▸ WHAT YOU HAVE TO DO
The lines to repeat are those below from the one containing "150L453 155L489 157L494" down to the one containing "box: [0, 227, 114, 335]", both included; reproduce them exactly and nothing else.

Start of RECORDS SUPPLIED

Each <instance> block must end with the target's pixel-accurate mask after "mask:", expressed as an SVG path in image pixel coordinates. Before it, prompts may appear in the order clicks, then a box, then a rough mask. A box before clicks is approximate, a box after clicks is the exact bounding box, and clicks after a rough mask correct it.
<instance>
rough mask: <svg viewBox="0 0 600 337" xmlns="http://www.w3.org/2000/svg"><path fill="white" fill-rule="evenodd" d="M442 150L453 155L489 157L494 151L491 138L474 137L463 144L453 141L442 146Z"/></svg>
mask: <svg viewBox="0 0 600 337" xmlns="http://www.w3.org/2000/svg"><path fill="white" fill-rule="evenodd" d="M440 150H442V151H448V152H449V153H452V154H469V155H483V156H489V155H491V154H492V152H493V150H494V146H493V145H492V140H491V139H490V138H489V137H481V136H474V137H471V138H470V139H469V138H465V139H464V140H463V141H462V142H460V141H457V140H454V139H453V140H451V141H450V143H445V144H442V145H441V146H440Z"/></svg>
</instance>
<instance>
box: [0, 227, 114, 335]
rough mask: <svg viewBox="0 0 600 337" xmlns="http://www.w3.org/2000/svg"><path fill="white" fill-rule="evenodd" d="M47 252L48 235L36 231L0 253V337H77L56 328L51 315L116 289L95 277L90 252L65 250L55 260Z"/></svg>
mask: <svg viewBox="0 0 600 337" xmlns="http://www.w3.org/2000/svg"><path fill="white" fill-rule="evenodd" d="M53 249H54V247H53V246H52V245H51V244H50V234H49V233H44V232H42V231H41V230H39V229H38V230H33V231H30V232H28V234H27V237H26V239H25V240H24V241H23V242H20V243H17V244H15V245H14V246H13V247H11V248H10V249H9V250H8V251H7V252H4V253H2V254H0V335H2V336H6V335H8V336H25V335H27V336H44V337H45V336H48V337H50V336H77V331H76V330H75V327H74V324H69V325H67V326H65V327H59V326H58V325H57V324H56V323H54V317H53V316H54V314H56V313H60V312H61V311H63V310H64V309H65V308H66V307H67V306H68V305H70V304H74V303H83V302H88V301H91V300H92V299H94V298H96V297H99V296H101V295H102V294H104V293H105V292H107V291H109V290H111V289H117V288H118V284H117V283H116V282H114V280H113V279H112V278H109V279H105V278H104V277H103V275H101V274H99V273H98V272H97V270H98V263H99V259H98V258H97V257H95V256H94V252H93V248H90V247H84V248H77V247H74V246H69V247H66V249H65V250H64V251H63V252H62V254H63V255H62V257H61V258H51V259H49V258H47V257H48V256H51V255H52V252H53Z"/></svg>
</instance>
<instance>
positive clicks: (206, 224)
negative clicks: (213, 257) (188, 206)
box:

End of RECORDS SUPPLIED

▸ RESPONSE TO THIS EXERCISE
rough mask: <svg viewBox="0 0 600 337" xmlns="http://www.w3.org/2000/svg"><path fill="white" fill-rule="evenodd" d="M442 150L453 155L489 157L494 151L491 138L474 137L463 144L453 141L442 146Z"/></svg>
mask: <svg viewBox="0 0 600 337" xmlns="http://www.w3.org/2000/svg"><path fill="white" fill-rule="evenodd" d="M440 150H442V151H448V152H449V153H452V154H469V155H483V156H489V155H491V154H492V152H493V150H494V146H493V145H492V140H491V139H490V138H489V137H481V136H474V137H471V138H470V139H469V138H465V139H464V140H463V141H462V142H460V141H457V140H454V139H453V140H451V141H450V143H445V144H442V145H441V146H440Z"/></svg>
</instance>
<instance>
box: [0, 227, 114, 335]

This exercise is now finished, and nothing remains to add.